Instructions for the task: When you reach the line containing "Could you please indicate the hair tie" in the entries below, begin reproducing lines exactly, and stop once the line containing "Could you please indicate the black netting" is done.

[Natural-language object grounding data]
* * *
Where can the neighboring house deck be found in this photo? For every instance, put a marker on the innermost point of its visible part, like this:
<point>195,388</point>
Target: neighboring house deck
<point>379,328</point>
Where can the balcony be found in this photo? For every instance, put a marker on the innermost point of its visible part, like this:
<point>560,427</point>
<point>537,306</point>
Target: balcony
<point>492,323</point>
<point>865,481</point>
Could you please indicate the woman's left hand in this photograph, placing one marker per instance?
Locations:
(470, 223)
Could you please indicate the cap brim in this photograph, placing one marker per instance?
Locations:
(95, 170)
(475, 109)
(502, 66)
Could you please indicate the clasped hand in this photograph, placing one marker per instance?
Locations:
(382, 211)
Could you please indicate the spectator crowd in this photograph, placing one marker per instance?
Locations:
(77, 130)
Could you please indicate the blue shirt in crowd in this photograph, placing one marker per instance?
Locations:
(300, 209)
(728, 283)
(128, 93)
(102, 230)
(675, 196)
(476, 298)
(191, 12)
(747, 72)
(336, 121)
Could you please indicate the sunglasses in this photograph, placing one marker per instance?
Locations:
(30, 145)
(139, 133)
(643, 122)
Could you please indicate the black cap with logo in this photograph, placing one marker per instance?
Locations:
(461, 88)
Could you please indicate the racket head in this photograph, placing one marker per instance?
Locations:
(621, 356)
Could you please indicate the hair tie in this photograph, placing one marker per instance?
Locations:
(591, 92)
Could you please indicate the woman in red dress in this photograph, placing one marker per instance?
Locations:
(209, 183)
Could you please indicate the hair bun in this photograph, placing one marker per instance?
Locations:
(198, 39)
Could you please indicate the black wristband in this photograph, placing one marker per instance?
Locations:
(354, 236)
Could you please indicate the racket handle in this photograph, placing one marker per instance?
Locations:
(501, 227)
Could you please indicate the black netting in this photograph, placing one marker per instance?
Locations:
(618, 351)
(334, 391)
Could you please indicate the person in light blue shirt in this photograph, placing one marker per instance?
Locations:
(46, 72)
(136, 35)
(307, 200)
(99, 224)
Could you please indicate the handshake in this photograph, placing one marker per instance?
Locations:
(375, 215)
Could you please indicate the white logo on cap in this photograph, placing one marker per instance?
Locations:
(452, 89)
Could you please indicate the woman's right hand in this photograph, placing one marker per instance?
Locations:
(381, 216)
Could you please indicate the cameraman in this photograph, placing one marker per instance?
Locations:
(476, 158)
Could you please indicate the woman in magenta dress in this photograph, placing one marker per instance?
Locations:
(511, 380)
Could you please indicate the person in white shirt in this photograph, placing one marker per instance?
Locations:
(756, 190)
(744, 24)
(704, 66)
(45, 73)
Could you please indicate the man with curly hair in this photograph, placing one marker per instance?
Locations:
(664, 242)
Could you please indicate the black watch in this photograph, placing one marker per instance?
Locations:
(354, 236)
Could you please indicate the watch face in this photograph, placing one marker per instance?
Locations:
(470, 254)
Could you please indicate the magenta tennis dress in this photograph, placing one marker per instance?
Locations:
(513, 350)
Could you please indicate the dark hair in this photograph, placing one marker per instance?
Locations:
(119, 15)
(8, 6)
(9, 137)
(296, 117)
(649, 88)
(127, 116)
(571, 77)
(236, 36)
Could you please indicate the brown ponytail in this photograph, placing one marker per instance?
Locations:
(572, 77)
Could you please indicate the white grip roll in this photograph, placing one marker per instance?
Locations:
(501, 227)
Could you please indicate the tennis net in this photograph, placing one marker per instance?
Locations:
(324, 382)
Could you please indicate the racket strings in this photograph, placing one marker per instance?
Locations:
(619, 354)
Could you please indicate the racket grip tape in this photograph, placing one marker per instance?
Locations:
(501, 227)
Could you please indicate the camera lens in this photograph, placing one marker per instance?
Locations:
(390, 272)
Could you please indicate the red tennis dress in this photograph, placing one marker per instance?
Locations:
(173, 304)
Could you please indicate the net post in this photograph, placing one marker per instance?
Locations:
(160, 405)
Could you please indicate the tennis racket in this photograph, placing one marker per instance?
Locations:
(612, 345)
* * *
Result of the exercise:
Could you please indicate the hair tie in this photograph, placing one marker per instance?
Locations:
(591, 92)
Could you please indicate the woman in red dress in this photograph, placing one marker per instance?
Locations:
(209, 183)
Could you please indicate the hair bun in this photograph, placing one marker per instance?
Locations:
(198, 39)
Could you please indicate the black wristband in this photograph, placing one marker per instance?
Locations:
(354, 236)
Could you please indicate the racket handle in this photograph, placing one marker per instance?
Locations:
(501, 227)
Could you please indicate the black netting in this photograph, placing one marker per instance?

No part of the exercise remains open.